### Data listing:

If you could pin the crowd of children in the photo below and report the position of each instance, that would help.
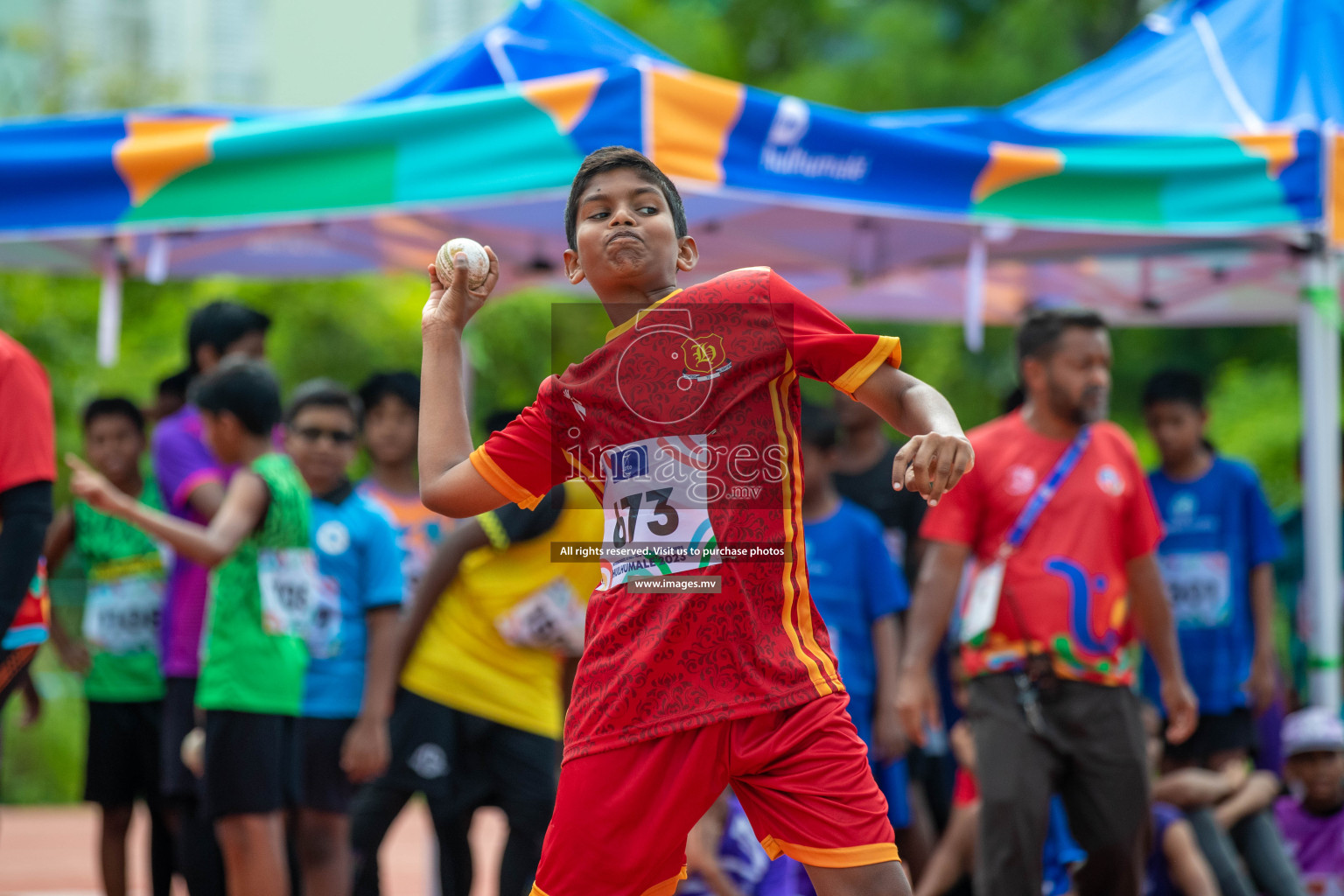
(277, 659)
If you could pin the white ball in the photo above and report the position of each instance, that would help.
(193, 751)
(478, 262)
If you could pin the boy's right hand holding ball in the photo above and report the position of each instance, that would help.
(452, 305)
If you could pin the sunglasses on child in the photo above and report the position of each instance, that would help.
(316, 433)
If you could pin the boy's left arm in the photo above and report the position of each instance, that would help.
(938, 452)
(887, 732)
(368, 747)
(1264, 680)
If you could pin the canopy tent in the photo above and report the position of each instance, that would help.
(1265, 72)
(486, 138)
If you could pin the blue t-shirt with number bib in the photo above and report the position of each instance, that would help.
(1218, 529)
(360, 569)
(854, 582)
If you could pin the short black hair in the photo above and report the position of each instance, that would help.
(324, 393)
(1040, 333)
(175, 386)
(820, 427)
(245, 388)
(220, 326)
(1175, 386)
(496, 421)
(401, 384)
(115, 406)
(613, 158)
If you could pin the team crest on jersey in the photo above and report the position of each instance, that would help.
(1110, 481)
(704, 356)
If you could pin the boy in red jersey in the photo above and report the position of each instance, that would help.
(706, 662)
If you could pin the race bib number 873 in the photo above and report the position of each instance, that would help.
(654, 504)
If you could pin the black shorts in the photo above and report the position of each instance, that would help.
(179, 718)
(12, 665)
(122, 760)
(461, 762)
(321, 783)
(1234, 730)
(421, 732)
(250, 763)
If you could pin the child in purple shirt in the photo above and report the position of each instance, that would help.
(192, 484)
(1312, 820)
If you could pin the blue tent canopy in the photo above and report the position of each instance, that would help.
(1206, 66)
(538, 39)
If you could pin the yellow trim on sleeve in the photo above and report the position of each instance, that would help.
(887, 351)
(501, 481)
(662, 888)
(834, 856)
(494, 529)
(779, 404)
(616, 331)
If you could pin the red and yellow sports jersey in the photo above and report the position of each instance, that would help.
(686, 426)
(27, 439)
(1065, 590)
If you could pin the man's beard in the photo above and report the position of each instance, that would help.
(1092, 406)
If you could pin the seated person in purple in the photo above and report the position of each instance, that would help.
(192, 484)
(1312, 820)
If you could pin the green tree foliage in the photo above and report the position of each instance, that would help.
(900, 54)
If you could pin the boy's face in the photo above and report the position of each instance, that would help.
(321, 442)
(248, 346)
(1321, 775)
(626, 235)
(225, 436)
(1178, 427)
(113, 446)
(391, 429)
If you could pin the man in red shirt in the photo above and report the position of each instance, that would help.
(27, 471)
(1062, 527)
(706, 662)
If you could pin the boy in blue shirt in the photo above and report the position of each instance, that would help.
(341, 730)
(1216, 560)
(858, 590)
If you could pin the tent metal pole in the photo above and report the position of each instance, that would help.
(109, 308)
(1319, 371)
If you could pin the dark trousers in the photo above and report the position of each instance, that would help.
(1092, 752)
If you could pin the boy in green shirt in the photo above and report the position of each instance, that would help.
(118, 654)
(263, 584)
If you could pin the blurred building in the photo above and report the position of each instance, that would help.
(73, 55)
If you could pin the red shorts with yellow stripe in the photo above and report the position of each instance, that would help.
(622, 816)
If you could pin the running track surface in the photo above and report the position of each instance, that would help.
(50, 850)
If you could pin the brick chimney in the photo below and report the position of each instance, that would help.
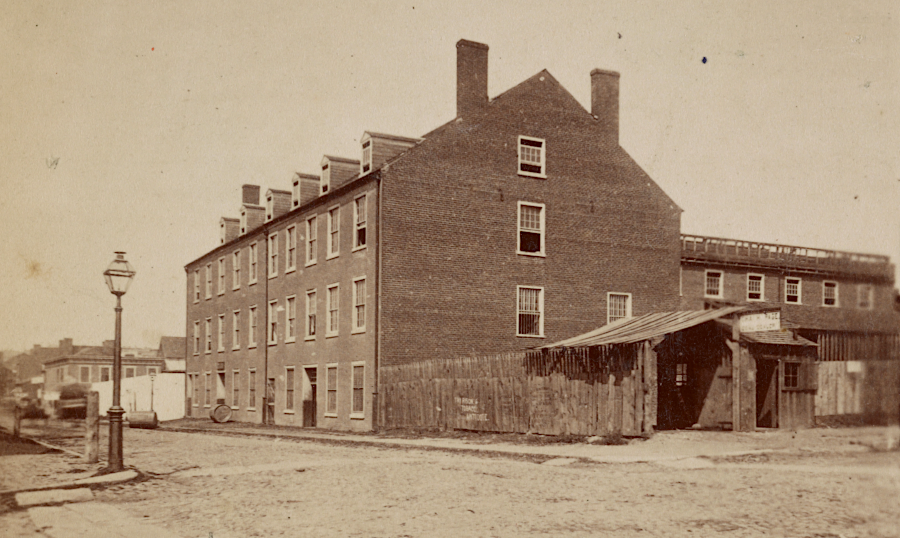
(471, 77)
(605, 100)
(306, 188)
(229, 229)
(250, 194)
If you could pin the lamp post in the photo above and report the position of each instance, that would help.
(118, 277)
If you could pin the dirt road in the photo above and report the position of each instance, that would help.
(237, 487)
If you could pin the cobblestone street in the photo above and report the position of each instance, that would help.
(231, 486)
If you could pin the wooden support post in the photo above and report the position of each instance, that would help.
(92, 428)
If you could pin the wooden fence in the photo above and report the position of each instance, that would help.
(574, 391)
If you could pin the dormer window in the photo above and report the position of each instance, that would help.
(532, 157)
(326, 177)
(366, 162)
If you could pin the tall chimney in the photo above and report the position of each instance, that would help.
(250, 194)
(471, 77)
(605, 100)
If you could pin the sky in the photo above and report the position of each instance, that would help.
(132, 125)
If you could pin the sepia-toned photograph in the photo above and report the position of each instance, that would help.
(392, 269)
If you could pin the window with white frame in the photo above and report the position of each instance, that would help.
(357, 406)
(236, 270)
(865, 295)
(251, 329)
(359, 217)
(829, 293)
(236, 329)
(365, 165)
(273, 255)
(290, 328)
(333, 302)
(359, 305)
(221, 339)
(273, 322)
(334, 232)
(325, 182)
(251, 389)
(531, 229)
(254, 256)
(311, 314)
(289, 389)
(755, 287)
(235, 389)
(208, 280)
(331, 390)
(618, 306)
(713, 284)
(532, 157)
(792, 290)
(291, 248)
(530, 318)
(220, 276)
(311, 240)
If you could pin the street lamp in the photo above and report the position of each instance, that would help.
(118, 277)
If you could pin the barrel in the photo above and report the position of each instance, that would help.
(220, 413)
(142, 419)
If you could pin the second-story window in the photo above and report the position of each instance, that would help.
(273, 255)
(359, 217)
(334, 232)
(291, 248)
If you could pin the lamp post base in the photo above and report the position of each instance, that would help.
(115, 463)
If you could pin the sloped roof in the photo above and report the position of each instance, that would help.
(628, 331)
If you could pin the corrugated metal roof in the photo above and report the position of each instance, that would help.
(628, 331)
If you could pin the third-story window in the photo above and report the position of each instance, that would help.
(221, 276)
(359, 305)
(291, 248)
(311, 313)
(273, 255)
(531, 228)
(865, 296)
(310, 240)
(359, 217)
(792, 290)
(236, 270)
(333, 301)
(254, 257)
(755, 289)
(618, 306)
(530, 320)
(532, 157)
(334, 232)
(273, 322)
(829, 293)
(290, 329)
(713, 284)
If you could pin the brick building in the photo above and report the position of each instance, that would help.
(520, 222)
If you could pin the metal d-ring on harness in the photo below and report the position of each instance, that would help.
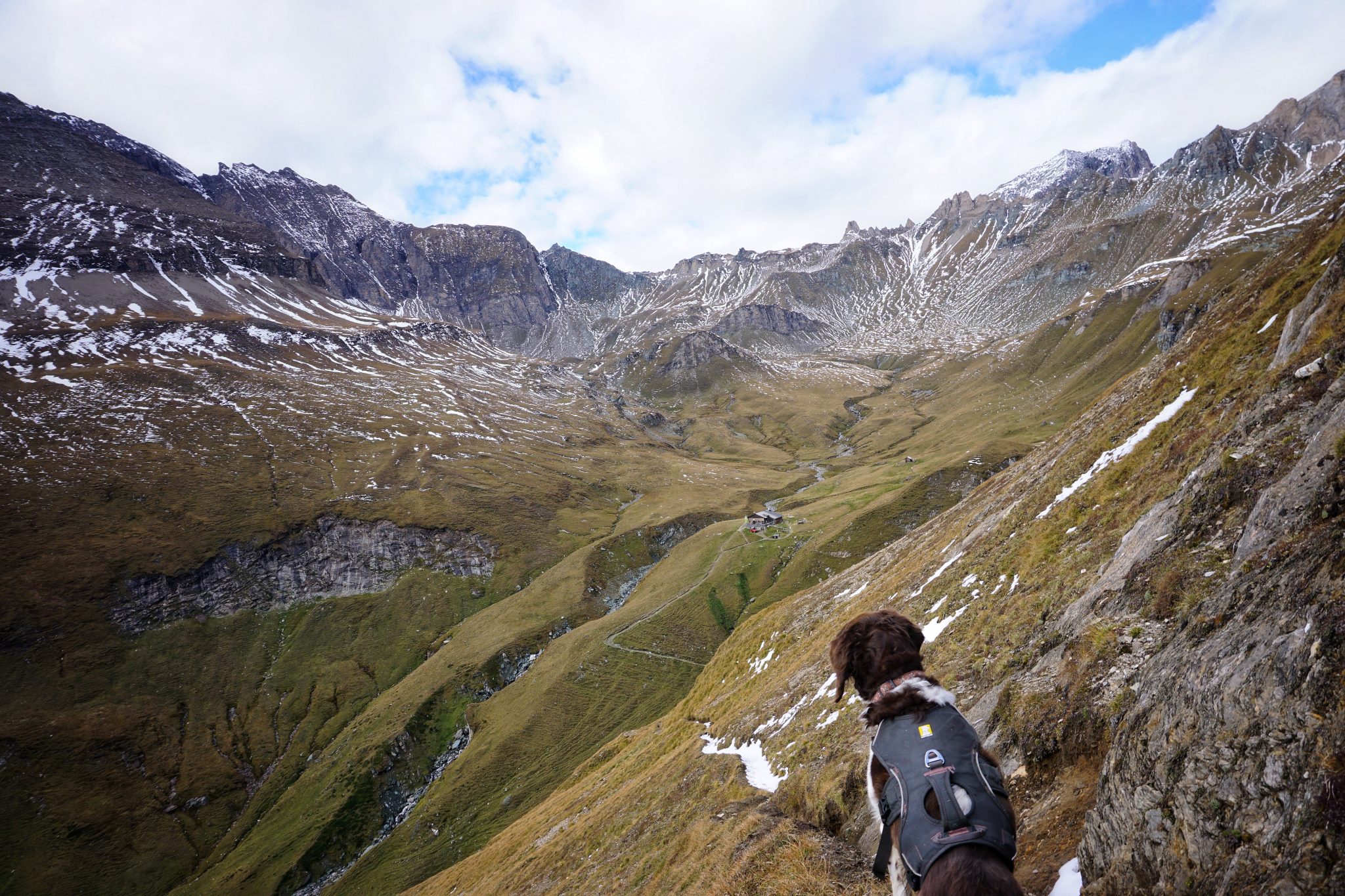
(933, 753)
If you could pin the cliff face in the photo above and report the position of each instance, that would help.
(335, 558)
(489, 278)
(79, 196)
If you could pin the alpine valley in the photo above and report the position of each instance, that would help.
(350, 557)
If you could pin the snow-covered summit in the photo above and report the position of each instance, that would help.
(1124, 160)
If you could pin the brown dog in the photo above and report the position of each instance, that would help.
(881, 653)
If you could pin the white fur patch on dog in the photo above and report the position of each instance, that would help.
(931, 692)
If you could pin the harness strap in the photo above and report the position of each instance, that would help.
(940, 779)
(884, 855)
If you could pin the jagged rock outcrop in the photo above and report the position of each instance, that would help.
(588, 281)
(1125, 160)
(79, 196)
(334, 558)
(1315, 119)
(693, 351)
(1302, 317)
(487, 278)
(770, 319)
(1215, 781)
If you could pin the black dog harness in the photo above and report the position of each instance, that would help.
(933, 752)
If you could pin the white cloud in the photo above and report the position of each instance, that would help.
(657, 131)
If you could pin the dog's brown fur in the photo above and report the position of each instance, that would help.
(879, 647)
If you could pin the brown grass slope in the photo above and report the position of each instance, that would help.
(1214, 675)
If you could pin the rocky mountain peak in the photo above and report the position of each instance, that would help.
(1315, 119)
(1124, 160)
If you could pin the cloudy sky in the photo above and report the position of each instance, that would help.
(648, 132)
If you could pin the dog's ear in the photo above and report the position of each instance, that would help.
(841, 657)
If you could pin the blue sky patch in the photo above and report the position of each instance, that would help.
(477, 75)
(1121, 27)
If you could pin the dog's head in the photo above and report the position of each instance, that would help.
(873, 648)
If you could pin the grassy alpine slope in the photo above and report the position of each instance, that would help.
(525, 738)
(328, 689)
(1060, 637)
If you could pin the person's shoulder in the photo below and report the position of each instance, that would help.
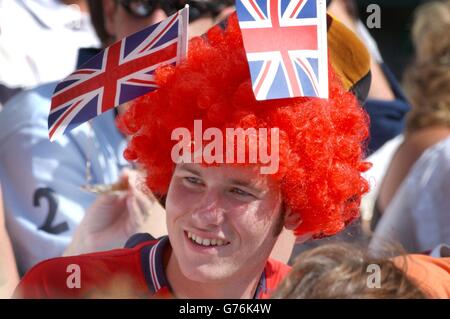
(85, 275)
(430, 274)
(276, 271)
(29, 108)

### Work instruction:
Leaving out the pictures, repeat all of the entries exactly.

### Solution to this problem:
If you could pin the crowd of children in the photo below and report the position of each instance, that would help.
(277, 659)
If you could pin the white ball in the photo above and report the position of each instance, that would help.
(193, 751)
(478, 262)
If you could pin the boy's right hand holding ball in the photo above and report the position of each instance, that would help.
(452, 305)
If you could pin the sunglasses on child in the photo above and report the position of each instance, that would help.
(316, 433)
If you could pin the boy's left arm in the photo above and report the position of each instance, that would help.
(938, 452)
(887, 732)
(368, 747)
(1264, 680)
If you could pin the canopy tent in the photo above and report the position of each instance, that would help.
(1265, 72)
(486, 138)
If you could pin the blue t-shirt with number bib in the photo above and report the position of each instance, that would help.
(1218, 529)
(360, 569)
(854, 582)
If you could pin the short black hair in the photo above and report the position of each instance, that would help.
(324, 393)
(1040, 333)
(175, 386)
(820, 427)
(245, 388)
(220, 326)
(1175, 386)
(496, 421)
(401, 384)
(115, 406)
(613, 158)
If you could pin the team crest on jersey in the photo above and report the position of each instance, that would help.
(1110, 481)
(704, 356)
If you could pin the boy in red jersey in the photo above and report the position of each instance, that would help.
(706, 662)
If you could pin the race bib number 873 in the photo above and report the position of each instance, that would help.
(654, 504)
If you could pin the black shorts in the photo above and report the position of each instance, that would help.
(179, 718)
(12, 665)
(122, 760)
(461, 762)
(321, 783)
(1234, 730)
(421, 732)
(250, 763)
If you could pin the child in purple shirt in the photo above and report the position of each instance, that would help.
(192, 484)
(1312, 820)
If you could pin the blue tent canopy in the photo above and report the position of each instance, that would help.
(1206, 66)
(538, 39)
If you could pin the yellow trim on sleeve in the photo above and report the position of each instance, that would help.
(887, 351)
(501, 481)
(662, 888)
(834, 856)
(494, 529)
(779, 404)
(616, 331)
If you could pin the red and yellow sports jersey in the photo above and report the position of each instance, that would help.
(686, 426)
(27, 439)
(1065, 590)
If you could pin the man's beard in the photo above and report the position of each instance, that would help.
(1092, 406)
If you could pin the seated person in purple in the photo above and report the position of each instance, that would help.
(192, 484)
(1312, 820)
If you could pin the green tree foliage in the photo above and report the position of each instance, that would help.
(900, 54)
If you could pin the boy's face in the photo above and report the position of each instance, that would help.
(321, 442)
(248, 346)
(1321, 775)
(626, 235)
(225, 436)
(1178, 427)
(113, 446)
(391, 429)
If you could pin the man in red shirt in the photo above and report the position of each instance, that would help.
(27, 471)
(1062, 527)
(706, 662)
If you could pin the boy in blue shirt in the photo above and report the position of each instance, that would help.
(341, 730)
(1216, 560)
(858, 590)
If you could pin the tent metal pole in the photo above and report the position of each instance, that would help.
(109, 308)
(1319, 371)
If you could pin the dark trousers in the photo above and report the position of each instance, that would help.
(1092, 752)
If you could pin the boy in green shirt in the photo above and report the position of each instance, that would help.
(118, 654)
(263, 584)
If you could pin the blurred building in the photo above and report the position of each instance, that would help.
(73, 55)
If you could pin the red shorts with yellow stripe in the photo above and report the position of each instance, that would help.
(622, 816)
If you could pin the running track surface in the photo above and report the position of each instance, that would help.
(50, 850)
If you could pin the brick chimney in the photo below and report the position of each instance, that would help.
(471, 77)
(605, 100)
(306, 188)
(229, 229)
(250, 194)
If you could pin the lamp post in the photo above and report the position of each instance, that would help.
(118, 277)
If you could pin the dirt road in the photo above and report the position of each instance, that would help.
(237, 487)
If you could pin the cobblestone street in the photo above and report the position of each instance, that would help.
(231, 486)
If you could pin the wooden support post in the photo above and report the position of each instance, that would help.
(92, 428)
If you could pin the wooden fence in the photo above and report the position of each instance, that would help.
(574, 391)
If you could pin the dormer window in the photo above and report the position of each instance, that would help.
(532, 157)
(326, 177)
(366, 162)
If you could pin the tall chimney in the photo above and report the position of each instance, that would help.
(250, 194)
(471, 77)
(605, 100)
If you could pin the sky in the photo above and report the position of each instance, that would help.
(132, 125)
If you could pin the sepia-toned photograph in the photo above and report the position of each instance, that would help.
(392, 269)
If you could pin the window with white frame in the photo above and report the position of each instance, that would help.
(357, 406)
(236, 270)
(865, 295)
(251, 329)
(359, 217)
(829, 293)
(236, 329)
(365, 165)
(273, 255)
(290, 328)
(333, 302)
(359, 305)
(221, 339)
(273, 322)
(334, 232)
(325, 182)
(251, 389)
(531, 229)
(254, 256)
(311, 314)
(289, 389)
(755, 287)
(235, 389)
(208, 280)
(331, 390)
(618, 306)
(713, 284)
(532, 157)
(792, 290)
(291, 248)
(530, 318)
(220, 276)
(311, 240)
If you could pin the street lamp in the photo above and report the position of each instance, that would help.
(118, 277)
If you could pin the barrel in the photo above and report the position of each instance, that would help.
(220, 413)
(142, 419)
If you could pin the second-story window in the photo above and report the position of each instance, that would help.
(273, 255)
(359, 217)
(334, 232)
(291, 248)
If you could pin the lamp post base in the photo above and report the position of each instance, that would help.
(115, 463)
If you could pin the sloped roof in the photo above and report the position of each instance, that would help.
(628, 331)
If you could pin the corrugated metal roof in the photo above and report the position of each instance, that would help.
(628, 331)
If you could pin the third-story window in the photo above and report the position of each instance, that would help.
(221, 276)
(359, 305)
(291, 248)
(311, 313)
(273, 255)
(531, 228)
(865, 296)
(310, 240)
(359, 217)
(792, 290)
(236, 270)
(333, 301)
(254, 257)
(755, 289)
(618, 306)
(530, 320)
(532, 157)
(334, 232)
(273, 322)
(829, 293)
(290, 329)
(713, 284)
If you could pin the brick building in the photo above and report the position of each instance, that would help.
(520, 222)
If you could pin the metal d-ring on harness in the photo below and report the position of each instance, that would help.
(933, 753)
If you could pin the cliff face in the photo above and report the position of each instance, that would help.
(335, 558)
(489, 278)
(79, 196)
If you could pin the alpine valley in the photo above and report the position of each instance, that would help.
(350, 557)
If you could pin the snow-covered summit in the photo above and report the position of each instance, that would help.
(1124, 160)
If you could pin the brown dog in the photo above and report the position of each instance, that would help.
(881, 653)
If you could pin the white fur patch on dog in the photo above and report the position of each instance, that would help.
(931, 692)
If you could pin the harness strap in the photo above and report the position of each instance, that would help.
(940, 779)
(884, 855)
If you could pin the jagged rock outcrop in the photo above and report the position of each instance, that would help.
(588, 281)
(1125, 160)
(79, 196)
(334, 558)
(1315, 119)
(693, 351)
(1302, 317)
(487, 278)
(770, 319)
(1215, 781)
If you could pin the black dog harness in the photo above and report the position of each instance, that would help.
(933, 752)
If you could pin the white cloud in the photo above and report the position of each instance, that would help.
(657, 131)
If you could pin the dog's brown fur in the photo above and report the position of each instance, that would help.
(879, 647)
If you could pin the brown grass slope in the photo above and report the position of each instance, that would help.
(1214, 675)
If you could pin the rocky mountain peak in the photo above and report the position of each instance, that would help.
(1315, 119)
(1124, 160)
If you could pin the cloudy sky in the photo above and report the position of each instance, that would help.
(648, 132)
If you could pin the dog's ear in the photo above and report the position of each instance, that would help.
(841, 657)
If you could pin the blue sky patch in the photo above and report the position of each instance, that would help.
(477, 75)
(1121, 27)
If you could pin the dog's head in the photo above and report the position of each instance, that would help.
(873, 648)
If you could pin the grassy alpine slope in the photo above and report the position of each instance, that would help.
(525, 738)
(328, 689)
(1060, 637)
If you could pin the person's shoulder in the photo below and report the position of each instance, that would help.
(85, 275)
(430, 274)
(276, 271)
(29, 108)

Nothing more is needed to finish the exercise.